# [CONSIGNES]
1. Recopiez le passage de l'extrait sur la motion d'information en commençant par « CLOTILDE MUTITA KALUNGA » et en terminant par « la liberté individuelle. ».
2. Reprenez l'extrait sur la motion d'information là où il s'arrête et écrivez-en la suite.

# [EXTRAIT DU DOCUMENT]
=-=-=-=-=
À en croire un document publié ce mercredi 19 juin 2024, la Députée Nationale MUTITA KALUNGA CLOTILDE a déposé une motion d’information au bureau de l’Assemblée Nationale, dans l’optique d’exprimer son indignation sur l’opération d’interpellation des jeunes désœuvrés dans la ville de Lubumbashi, chef-lieu de la province du Haut-Katanga.
L’élue de Lubumbashi note que la police nationale avait fait savoir dans son communiqué adressé à l’autorité urbaine, qu’elle procédera à l’interpellation uniquement des jeunes désœuvrés, délinquants, communément appelé Sheguey.
CLOTILDE MUTITA KALUNGA indique que curieusement, l’opération vise maintenant les personnes non délinquantes, tout en dénonçant également les dérapages qui s’observent.
Face à cette situation, cette élue du peuple qu’il s’agit de la violation manifeste des dispositions légales notamment l’article 17 et 18 de la loi fondamentale, garantissant la liberté individuelle.
=-=-=-=-=
# [DONNÉES]
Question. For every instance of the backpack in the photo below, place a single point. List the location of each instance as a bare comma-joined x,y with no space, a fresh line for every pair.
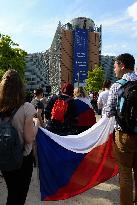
=-=-=-=-=
# [RÉPONSES PAR CONSIGNE]
1.
CLOTILDE MUTITA KALUNGA indique que curieusement, l’opération vise maintenant les personnes non délinquantes, tout en dénonçant également les dérapages qui s’observent.
Face à cette situation, cette élue du peuple qu’il s’agit de la violation manifeste des dispositions légales notamment l’article 17 et 18 de la loi fondamentale, garantissant la liberté individuelle.

2.
Ci-dessus les détails de la motion d’information de la députée nationale du parti Ensemble pour la République :
Avec la situation actuelle qui sévit dans notre pays d’une manière générale et à l’Est du pays en particulier, suite à la guerre d’agression, cela ne nous paraît pas aisé de prendre directement la parole du haut de la tribune de l’hémicycle de l’Assemblée nationale pour ne pas augmenter la psychose dans la population qui vit déjà dans l’insécurité et la misère qui ne dit pas son nom, à travers le pays et particulièrement dans la ville de Lubumbashi, mon fief électoral.
Nous optons de déposer notre motion d’information à vos services. Nous tirons la sonnette d’alarme, suite à la situation qui prévaut actuellement dans la ville de Lubumbashi, chef-lieu de la province du Haut-Katanga fin d’indignation et de clarification sur les faits avérés. Depuis quelques jours, la police nationale congolaise avait dans son communiqué, adressé à l’autorité urbaine, qu’elle procédera à l’interpellation uniquement des jeunes désœuvrés, délinquants, communément appelé Sheguey à Lubumbashi. Le seul motif retenu à leur égard : l’apparence physique désagréable. En outre, l’opération vise à les acheminer dans la province du Haut-Lomami au centre d’encadrement professionnel de Kaniama-Kasese.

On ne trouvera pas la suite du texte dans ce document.